What to do = Set down the listing below verbatim, beginning at its first line and stopping after the line that contains "pixel 179 561".

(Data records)
BEGIN

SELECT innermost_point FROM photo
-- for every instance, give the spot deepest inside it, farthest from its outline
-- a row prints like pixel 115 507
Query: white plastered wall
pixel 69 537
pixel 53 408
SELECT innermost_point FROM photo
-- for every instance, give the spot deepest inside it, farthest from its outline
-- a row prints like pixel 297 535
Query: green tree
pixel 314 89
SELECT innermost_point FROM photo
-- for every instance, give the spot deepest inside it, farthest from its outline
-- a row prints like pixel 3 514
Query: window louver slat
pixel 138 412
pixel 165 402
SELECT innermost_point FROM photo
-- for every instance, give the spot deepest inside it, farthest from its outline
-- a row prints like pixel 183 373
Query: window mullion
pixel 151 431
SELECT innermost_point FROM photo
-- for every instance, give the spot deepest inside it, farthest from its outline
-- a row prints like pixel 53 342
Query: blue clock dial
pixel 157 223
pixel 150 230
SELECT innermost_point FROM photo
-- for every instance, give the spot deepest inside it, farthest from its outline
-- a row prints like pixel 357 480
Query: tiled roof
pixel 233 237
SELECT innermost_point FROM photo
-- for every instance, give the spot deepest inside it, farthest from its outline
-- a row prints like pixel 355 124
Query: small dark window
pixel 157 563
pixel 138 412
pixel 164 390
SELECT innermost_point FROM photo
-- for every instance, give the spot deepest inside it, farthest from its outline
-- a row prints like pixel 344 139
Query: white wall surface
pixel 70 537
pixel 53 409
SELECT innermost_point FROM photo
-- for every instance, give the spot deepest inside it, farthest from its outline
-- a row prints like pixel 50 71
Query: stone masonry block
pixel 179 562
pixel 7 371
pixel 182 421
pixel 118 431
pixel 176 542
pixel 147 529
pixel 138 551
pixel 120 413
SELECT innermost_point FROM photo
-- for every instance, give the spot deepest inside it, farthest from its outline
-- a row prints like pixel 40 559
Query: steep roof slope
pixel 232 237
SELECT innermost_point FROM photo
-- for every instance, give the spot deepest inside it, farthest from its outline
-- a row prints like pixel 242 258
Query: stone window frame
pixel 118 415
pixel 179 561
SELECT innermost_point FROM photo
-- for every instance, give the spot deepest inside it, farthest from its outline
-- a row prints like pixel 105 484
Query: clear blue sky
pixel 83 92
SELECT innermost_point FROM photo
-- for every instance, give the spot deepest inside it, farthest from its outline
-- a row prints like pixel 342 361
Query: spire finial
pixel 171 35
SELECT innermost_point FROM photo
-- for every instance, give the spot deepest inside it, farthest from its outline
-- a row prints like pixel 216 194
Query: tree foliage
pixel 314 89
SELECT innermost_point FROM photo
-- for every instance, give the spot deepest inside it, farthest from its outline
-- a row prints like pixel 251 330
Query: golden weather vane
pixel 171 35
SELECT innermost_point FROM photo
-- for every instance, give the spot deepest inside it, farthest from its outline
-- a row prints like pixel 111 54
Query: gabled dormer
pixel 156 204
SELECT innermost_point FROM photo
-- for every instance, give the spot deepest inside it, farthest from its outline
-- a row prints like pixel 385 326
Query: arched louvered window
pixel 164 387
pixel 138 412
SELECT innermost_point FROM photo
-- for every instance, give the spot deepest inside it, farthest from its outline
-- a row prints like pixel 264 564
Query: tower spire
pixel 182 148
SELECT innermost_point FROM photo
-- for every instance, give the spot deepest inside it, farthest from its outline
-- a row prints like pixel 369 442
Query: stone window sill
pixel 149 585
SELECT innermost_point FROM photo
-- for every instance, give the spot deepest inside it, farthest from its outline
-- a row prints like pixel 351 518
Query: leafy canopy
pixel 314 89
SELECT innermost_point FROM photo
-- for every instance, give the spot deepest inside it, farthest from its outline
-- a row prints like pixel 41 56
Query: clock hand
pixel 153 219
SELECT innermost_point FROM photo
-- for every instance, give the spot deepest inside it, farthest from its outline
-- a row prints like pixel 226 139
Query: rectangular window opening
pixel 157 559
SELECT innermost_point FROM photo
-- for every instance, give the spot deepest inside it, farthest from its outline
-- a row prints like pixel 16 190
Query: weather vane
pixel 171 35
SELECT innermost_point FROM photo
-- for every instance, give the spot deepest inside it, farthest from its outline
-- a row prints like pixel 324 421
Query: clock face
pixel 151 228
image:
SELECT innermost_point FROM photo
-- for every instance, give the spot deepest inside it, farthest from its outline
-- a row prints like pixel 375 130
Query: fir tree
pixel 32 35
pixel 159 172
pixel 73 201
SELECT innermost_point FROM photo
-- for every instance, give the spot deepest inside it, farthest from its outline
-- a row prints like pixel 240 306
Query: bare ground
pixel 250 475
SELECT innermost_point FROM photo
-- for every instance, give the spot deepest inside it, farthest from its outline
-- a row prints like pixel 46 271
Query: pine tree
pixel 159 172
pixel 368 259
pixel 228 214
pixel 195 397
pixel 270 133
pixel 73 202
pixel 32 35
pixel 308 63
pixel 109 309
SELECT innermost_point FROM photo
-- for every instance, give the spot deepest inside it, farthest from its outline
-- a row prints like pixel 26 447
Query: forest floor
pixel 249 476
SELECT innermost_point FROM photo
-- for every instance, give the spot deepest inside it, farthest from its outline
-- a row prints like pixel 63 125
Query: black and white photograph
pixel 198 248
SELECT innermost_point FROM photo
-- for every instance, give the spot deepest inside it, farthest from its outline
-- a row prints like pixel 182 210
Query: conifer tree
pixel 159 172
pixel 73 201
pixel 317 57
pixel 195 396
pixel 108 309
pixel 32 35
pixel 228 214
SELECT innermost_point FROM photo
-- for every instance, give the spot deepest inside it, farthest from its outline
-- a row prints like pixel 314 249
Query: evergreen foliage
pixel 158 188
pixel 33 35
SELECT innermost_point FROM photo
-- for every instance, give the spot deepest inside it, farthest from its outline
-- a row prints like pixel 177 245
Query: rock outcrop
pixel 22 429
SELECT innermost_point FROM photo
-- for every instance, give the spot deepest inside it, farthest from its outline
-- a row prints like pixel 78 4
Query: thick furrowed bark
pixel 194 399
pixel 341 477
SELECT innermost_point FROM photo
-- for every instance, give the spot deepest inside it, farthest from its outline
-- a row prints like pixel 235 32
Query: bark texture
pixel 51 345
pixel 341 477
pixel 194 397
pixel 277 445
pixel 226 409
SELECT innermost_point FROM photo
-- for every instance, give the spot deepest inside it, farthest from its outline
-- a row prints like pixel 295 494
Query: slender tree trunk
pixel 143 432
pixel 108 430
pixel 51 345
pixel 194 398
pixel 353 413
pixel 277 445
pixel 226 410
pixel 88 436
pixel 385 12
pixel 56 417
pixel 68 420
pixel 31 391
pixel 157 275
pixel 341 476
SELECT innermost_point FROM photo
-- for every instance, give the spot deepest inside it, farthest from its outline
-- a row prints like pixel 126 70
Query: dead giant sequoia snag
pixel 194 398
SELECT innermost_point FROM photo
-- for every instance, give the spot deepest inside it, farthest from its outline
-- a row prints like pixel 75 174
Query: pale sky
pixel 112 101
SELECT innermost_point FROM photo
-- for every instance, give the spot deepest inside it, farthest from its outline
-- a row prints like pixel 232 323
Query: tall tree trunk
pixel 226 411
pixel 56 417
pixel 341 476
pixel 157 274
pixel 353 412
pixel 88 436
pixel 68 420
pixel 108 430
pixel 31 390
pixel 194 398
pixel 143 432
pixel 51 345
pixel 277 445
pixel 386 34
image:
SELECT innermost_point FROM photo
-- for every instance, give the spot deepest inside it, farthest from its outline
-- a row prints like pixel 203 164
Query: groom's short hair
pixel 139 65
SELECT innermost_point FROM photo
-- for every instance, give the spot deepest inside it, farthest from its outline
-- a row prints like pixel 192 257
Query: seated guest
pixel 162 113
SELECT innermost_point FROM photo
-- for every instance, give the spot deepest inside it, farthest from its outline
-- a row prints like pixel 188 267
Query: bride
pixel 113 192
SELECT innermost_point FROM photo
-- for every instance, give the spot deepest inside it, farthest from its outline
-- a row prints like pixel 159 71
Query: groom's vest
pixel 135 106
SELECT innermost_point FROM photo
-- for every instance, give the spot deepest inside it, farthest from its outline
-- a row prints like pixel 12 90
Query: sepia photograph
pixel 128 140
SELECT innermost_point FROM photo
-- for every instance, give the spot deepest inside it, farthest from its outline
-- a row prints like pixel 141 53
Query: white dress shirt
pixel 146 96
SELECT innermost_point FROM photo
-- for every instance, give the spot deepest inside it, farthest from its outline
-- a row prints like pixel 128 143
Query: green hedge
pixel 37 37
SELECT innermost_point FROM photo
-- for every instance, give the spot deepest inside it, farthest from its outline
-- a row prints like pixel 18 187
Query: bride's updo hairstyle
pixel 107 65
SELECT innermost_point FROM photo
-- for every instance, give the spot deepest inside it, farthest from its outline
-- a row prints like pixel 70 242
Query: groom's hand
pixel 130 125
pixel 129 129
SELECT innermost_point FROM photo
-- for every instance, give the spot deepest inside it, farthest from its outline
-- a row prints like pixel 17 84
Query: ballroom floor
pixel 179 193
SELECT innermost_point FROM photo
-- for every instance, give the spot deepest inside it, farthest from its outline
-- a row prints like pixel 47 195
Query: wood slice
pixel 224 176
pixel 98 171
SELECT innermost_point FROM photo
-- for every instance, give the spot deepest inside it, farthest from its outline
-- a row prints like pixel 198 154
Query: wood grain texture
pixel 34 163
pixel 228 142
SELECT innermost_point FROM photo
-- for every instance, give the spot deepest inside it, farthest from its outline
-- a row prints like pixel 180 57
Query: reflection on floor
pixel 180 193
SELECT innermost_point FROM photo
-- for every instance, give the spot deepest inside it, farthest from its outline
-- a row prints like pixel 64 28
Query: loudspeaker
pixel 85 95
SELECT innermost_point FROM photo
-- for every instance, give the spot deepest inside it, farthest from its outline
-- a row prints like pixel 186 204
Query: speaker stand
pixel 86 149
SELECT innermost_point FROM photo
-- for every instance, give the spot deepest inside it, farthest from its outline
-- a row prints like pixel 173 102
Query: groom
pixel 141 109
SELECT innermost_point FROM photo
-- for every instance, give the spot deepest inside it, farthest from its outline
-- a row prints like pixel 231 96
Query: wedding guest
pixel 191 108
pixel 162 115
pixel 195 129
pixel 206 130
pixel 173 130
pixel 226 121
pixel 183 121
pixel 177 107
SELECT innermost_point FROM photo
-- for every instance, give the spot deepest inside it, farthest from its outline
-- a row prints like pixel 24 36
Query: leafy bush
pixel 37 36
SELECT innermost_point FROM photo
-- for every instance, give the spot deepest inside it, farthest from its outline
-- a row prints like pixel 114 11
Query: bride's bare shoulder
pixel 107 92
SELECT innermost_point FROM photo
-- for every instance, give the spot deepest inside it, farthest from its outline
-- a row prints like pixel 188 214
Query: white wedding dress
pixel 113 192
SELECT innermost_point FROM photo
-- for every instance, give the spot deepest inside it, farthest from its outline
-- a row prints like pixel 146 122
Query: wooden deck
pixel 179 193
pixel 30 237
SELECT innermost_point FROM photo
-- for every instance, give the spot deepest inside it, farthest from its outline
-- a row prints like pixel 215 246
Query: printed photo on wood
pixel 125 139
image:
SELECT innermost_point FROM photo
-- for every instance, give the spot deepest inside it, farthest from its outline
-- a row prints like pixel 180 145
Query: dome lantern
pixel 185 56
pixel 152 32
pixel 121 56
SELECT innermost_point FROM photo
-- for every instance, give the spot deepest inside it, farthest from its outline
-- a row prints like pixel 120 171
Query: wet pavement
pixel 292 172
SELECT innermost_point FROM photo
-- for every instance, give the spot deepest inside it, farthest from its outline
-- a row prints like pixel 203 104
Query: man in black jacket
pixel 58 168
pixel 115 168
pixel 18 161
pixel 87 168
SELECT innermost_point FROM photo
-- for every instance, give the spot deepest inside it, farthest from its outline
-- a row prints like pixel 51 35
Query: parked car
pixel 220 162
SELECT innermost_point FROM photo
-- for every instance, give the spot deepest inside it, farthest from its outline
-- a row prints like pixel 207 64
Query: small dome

END

Output below =
SELECT innermost_point FROM photo
-- for every instance, give the spot deepest inside it, farthest from its outline
-- a row prints like pixel 115 507
Query: white plastered wall
pixel 69 537
pixel 53 408
SELECT innermost_point FROM photo
-- for every instance, give the spot deepest inside it, farthest from its outline
-- a row prints like pixel 297 535
Query: green tree
pixel 314 89
SELECT innermost_point FROM photo
-- for every instance, give the spot deepest inside it, farthest from its outline
-- a row prints like pixel 3 514
Query: window louver slat
pixel 138 412
pixel 165 402
SELECT innermost_point FROM photo
-- for every instance, give the spot deepest inside it, farthest from its outline
-- a row prints like pixel 183 373
Query: window mullion
pixel 151 431
SELECT innermost_point FROM photo
-- for every instance, give the spot deepest inside it, farthest from its outline
-- a row prints like pixel 53 342
Query: blue clock dial
pixel 157 223
pixel 150 230
SELECT innermost_point FROM photo
-- for every instance, give the spot deepest inside it, farthest from its outline
-- a row prints like pixel 357 480
Query: tiled roof
pixel 233 237
SELECT innermost_point FROM photo
-- for every instance, give the spot deepest inside it, farthest from its outline
-- a row prints like pixel 355 124
Query: small dark window
pixel 157 563
pixel 138 412
pixel 164 390
SELECT innermost_point FROM photo
-- for every instance, give the spot deepest inside it, farthest from its outline
-- a row prints like pixel 344 139
Query: white wall surface
pixel 70 537
pixel 53 409
SELECT innermost_point FROM photo
-- for every instance, give the spot deepest inside it, farthest from its outline
-- a row prints like pixel 50 71
Query: stone masonry block
pixel 179 562
pixel 7 371
pixel 182 421
pixel 118 431
pixel 176 542
pixel 147 529
pixel 138 551
pixel 120 413
SELECT innermost_point FROM photo
-- for every instance, give the spot deepest inside it, farthest from its outline
-- a row prints like pixel 40 559
Query: steep roof slope
pixel 232 237
SELECT innermost_point FROM photo
-- for every instance, give the spot deepest inside it, farthest from its outline
-- a row prints like pixel 242 258
Query: stone window frame
pixel 118 415
pixel 179 561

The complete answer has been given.